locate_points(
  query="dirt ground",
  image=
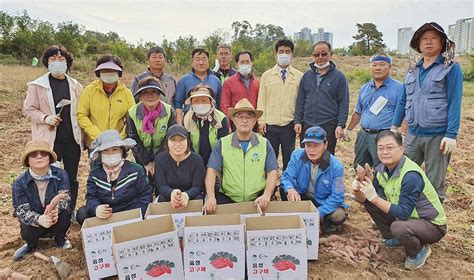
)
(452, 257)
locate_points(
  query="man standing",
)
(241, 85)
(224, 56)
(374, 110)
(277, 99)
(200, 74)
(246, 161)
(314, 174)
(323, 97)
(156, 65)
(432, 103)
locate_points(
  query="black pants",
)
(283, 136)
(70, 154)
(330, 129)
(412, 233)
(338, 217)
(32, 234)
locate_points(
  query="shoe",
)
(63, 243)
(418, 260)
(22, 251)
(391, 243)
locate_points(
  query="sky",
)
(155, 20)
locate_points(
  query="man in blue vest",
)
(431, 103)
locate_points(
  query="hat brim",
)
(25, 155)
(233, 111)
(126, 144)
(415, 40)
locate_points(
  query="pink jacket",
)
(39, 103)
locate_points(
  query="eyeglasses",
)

§

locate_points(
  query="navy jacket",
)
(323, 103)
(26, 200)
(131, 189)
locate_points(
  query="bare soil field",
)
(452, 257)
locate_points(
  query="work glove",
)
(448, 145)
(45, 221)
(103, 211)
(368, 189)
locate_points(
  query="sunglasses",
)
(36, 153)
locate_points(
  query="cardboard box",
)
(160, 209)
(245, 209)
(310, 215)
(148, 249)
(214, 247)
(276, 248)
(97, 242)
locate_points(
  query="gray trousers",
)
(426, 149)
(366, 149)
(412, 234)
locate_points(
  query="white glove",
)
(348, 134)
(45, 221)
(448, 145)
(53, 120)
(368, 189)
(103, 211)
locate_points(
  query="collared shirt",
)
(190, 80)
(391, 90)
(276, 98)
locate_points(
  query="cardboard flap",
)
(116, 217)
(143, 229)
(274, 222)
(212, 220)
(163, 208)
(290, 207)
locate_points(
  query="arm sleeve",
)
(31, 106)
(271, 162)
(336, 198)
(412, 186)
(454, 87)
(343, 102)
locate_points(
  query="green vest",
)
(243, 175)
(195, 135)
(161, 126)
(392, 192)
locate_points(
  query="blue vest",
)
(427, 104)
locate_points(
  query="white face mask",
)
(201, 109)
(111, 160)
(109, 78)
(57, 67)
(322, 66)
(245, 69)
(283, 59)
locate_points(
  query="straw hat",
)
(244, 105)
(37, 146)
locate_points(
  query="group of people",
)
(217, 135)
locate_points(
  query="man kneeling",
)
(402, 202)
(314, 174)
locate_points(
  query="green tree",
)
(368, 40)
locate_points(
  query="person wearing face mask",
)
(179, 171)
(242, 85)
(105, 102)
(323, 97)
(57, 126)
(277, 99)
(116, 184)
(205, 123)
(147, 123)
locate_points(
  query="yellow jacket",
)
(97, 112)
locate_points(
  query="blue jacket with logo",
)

§

> _Directions for this task_
Check each line of the records for the word "mask" and extract those that contain it.

> _Expected answer_
  query="white face mask",
  query="person wearing face mask",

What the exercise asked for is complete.